[[ THE INPUT open ]]
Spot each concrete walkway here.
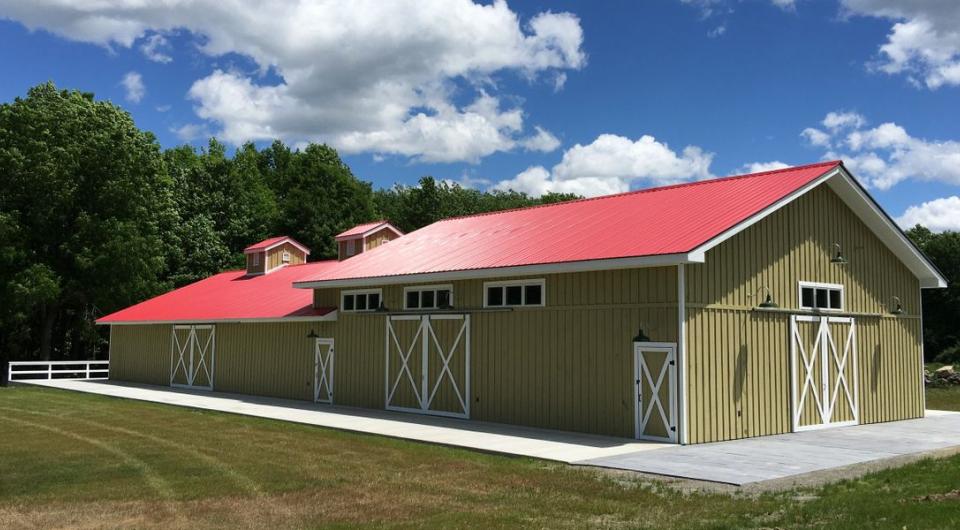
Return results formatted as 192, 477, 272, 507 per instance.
580, 410, 960, 485
19, 379, 960, 487
20, 379, 667, 463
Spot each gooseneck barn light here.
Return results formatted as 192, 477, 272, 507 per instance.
632, 328, 651, 343
306, 329, 319, 339
890, 296, 904, 315
830, 242, 848, 264
756, 286, 778, 309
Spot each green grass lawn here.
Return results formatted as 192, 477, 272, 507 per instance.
2, 386, 960, 529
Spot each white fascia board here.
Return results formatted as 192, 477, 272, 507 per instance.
99, 311, 338, 326
335, 222, 404, 242
244, 238, 311, 256
687, 167, 842, 262
687, 165, 946, 288
825, 170, 947, 288
293, 252, 699, 289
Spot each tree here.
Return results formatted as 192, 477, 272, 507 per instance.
272, 144, 375, 258
0, 83, 174, 360
906, 225, 960, 361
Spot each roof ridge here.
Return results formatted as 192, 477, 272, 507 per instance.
439, 160, 841, 223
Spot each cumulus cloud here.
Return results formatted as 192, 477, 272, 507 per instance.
896, 196, 960, 232
803, 111, 960, 189
521, 126, 562, 153
120, 71, 145, 103
840, 1, 960, 89
0, 0, 584, 162
738, 161, 790, 174
139, 33, 172, 63
822, 111, 866, 131
492, 133, 714, 197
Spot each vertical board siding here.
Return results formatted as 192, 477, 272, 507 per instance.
267, 242, 306, 270
110, 267, 678, 439
685, 184, 924, 443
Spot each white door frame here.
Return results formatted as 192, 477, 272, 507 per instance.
314, 338, 335, 404
633, 341, 678, 443
170, 324, 215, 390
790, 315, 859, 432
385, 314, 470, 419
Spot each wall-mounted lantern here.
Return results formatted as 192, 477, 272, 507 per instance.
376, 302, 389, 312
306, 329, 319, 339
830, 243, 847, 264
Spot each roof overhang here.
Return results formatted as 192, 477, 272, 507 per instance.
293, 252, 699, 289
244, 237, 311, 255
98, 311, 338, 326
335, 222, 403, 242
686, 165, 946, 288
294, 163, 946, 291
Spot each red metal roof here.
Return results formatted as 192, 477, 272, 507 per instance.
297, 161, 841, 285
335, 220, 399, 240
98, 261, 339, 324
244, 236, 310, 254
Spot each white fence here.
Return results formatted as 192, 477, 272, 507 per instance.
7, 360, 109, 382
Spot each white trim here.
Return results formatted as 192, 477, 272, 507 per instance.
294, 252, 699, 289
244, 237, 311, 256
341, 288, 382, 312
790, 315, 859, 432
403, 284, 454, 310
633, 342, 678, 443
101, 312, 338, 326
314, 338, 335, 404
482, 278, 546, 308
170, 324, 215, 391
919, 284, 927, 414
282, 250, 291, 263
798, 281, 845, 311
677, 264, 689, 445
336, 221, 404, 241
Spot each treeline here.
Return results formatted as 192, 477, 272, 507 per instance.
0, 83, 576, 364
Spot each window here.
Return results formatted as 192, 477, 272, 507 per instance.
404, 285, 453, 310
252, 252, 260, 266
282, 250, 291, 263
345, 239, 356, 256
484, 279, 545, 308
341, 289, 382, 312
799, 282, 843, 311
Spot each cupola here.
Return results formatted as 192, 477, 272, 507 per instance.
334, 221, 403, 261
243, 236, 310, 275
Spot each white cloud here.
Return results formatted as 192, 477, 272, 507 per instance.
173, 123, 211, 142
521, 126, 561, 153
0, 0, 584, 163
770, 0, 796, 10
840, 1, 960, 89
707, 25, 726, 38
120, 71, 145, 103
492, 133, 714, 197
801, 127, 832, 147
822, 111, 866, 130
804, 111, 960, 189
139, 33, 171, 63
897, 196, 960, 232
738, 161, 790, 174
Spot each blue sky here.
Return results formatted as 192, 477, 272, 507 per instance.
1, 0, 958, 230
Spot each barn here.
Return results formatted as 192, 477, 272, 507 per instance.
98, 161, 946, 444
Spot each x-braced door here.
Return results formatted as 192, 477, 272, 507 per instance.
385, 314, 470, 418
170, 325, 215, 390
791, 315, 859, 431
634, 342, 678, 442
314, 338, 334, 404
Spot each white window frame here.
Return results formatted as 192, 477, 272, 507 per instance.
403, 284, 454, 310
341, 288, 382, 313
798, 281, 844, 312
483, 278, 546, 308
346, 239, 356, 256
282, 250, 291, 263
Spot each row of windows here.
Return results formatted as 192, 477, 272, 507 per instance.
340, 280, 846, 313
340, 279, 545, 312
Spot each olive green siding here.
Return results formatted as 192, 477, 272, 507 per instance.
110, 268, 677, 438
683, 184, 924, 443
245, 252, 266, 274
107, 182, 927, 443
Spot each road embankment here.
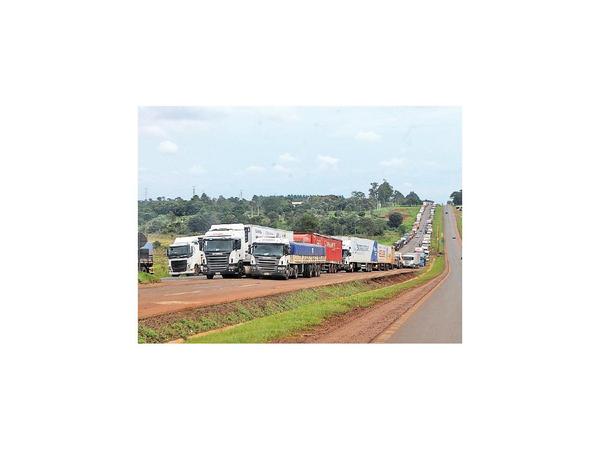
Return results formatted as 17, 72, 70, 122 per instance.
139, 270, 419, 343
184, 255, 446, 344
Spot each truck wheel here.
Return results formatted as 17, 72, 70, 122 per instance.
292, 267, 298, 279
304, 267, 311, 278
282, 269, 289, 280
194, 265, 201, 276
172, 274, 180, 277
206, 274, 215, 280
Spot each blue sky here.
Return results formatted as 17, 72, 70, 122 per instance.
138, 107, 461, 203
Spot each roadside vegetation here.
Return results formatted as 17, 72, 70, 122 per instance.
138, 280, 392, 343
453, 207, 462, 238
186, 257, 446, 344
139, 179, 426, 241
432, 205, 444, 255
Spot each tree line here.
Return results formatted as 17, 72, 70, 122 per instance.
139, 179, 423, 237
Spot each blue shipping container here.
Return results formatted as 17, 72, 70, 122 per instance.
290, 242, 325, 257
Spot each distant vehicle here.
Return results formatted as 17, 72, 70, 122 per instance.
394, 252, 405, 268
138, 241, 154, 273
167, 236, 205, 276
401, 253, 419, 268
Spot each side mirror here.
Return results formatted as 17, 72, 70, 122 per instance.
284, 245, 290, 255
234, 240, 241, 250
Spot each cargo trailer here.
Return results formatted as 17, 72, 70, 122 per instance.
293, 232, 342, 272
376, 244, 394, 270
334, 236, 378, 272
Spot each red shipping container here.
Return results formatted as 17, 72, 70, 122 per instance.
293, 232, 342, 264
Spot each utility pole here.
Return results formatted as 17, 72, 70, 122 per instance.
240, 190, 243, 200
144, 187, 148, 200
192, 186, 196, 197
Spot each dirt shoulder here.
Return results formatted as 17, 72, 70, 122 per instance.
278, 254, 450, 343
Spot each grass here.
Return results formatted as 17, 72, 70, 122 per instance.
145, 233, 176, 279
138, 281, 376, 343
453, 207, 462, 238
432, 205, 444, 255
138, 271, 161, 284
186, 256, 446, 344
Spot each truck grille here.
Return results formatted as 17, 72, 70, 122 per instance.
206, 254, 229, 272
255, 256, 279, 272
171, 260, 187, 272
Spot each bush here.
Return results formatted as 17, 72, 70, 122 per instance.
388, 212, 403, 228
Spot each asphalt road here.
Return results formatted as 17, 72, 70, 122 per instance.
385, 204, 462, 343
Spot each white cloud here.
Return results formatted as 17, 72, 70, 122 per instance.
355, 131, 382, 142
317, 155, 339, 170
380, 157, 404, 167
279, 152, 298, 162
245, 165, 266, 173
158, 140, 178, 153
189, 164, 206, 175
273, 164, 291, 174
139, 124, 167, 138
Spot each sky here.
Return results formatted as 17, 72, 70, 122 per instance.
138, 106, 461, 203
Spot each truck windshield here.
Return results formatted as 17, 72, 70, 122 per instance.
204, 239, 234, 252
253, 243, 284, 257
404, 256, 414, 261
167, 245, 190, 258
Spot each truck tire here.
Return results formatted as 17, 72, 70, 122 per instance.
206, 274, 215, 280
282, 269, 289, 280
304, 266, 312, 278
292, 267, 298, 279
194, 265, 201, 276
172, 274, 180, 277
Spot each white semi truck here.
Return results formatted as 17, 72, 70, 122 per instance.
334, 236, 378, 272
250, 237, 325, 279
202, 224, 292, 279
167, 235, 205, 276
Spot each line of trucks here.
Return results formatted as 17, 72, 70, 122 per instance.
161, 214, 428, 280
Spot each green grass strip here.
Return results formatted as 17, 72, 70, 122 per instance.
186, 256, 446, 344
138, 271, 161, 284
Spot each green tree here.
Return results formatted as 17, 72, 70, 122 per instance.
450, 189, 462, 205
404, 191, 422, 205
295, 213, 319, 232
377, 179, 394, 205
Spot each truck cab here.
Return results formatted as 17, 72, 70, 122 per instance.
250, 238, 325, 279
202, 224, 246, 279
167, 236, 205, 276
[[ THE INPUT closed ]]
## YOUR GOAL
Transcribe the records above from the line holding "Spot each green grass lawn here." down to the line holding "Spot each roof overhang here.", inclusive, without adding anything.

## ANSWER BELOW
Spot each green grass lawn here.
Return results formatted as 192, 477, 272, 507 per instance.
2, 386, 960, 529
Spot each white fascia board here.
Return results formatted as 192, 477, 272, 507 per instance.
99, 311, 338, 326
335, 222, 404, 242
244, 238, 311, 256
687, 167, 842, 262
687, 165, 946, 288
825, 170, 947, 288
293, 252, 699, 289
Spot each tree here.
Return results formatted as 192, 477, 272, 507 per instance.
272, 144, 375, 258
0, 83, 174, 360
906, 225, 960, 361
Spot each roof ridge here.
Return results formatted as 192, 477, 272, 507 per instance.
439, 160, 841, 223
Spot each cumulus cloud here.
Return results formatted as 192, 477, 272, 507 per instance.
896, 196, 960, 232
803, 111, 960, 189
521, 126, 562, 153
120, 71, 145, 103
840, 1, 960, 89
0, 0, 584, 162
738, 161, 790, 174
139, 33, 172, 63
822, 111, 866, 131
492, 133, 714, 197
Spot each vertical board siding here.
Return results formatted as 192, 477, 272, 507 per instance.
267, 242, 306, 270
110, 267, 678, 439
685, 184, 924, 443
Spot each white door frame here.
Return results formatted as 192, 477, 272, 507 per instance.
314, 338, 335, 404
633, 341, 678, 443
170, 324, 215, 390
790, 315, 859, 432
385, 314, 470, 419
Spot each wall-mounted lantern here.
Return results formatted as 192, 477, 272, 507 per instance.
376, 302, 389, 312
306, 329, 319, 339
830, 243, 847, 264
Spot each roof overhang here.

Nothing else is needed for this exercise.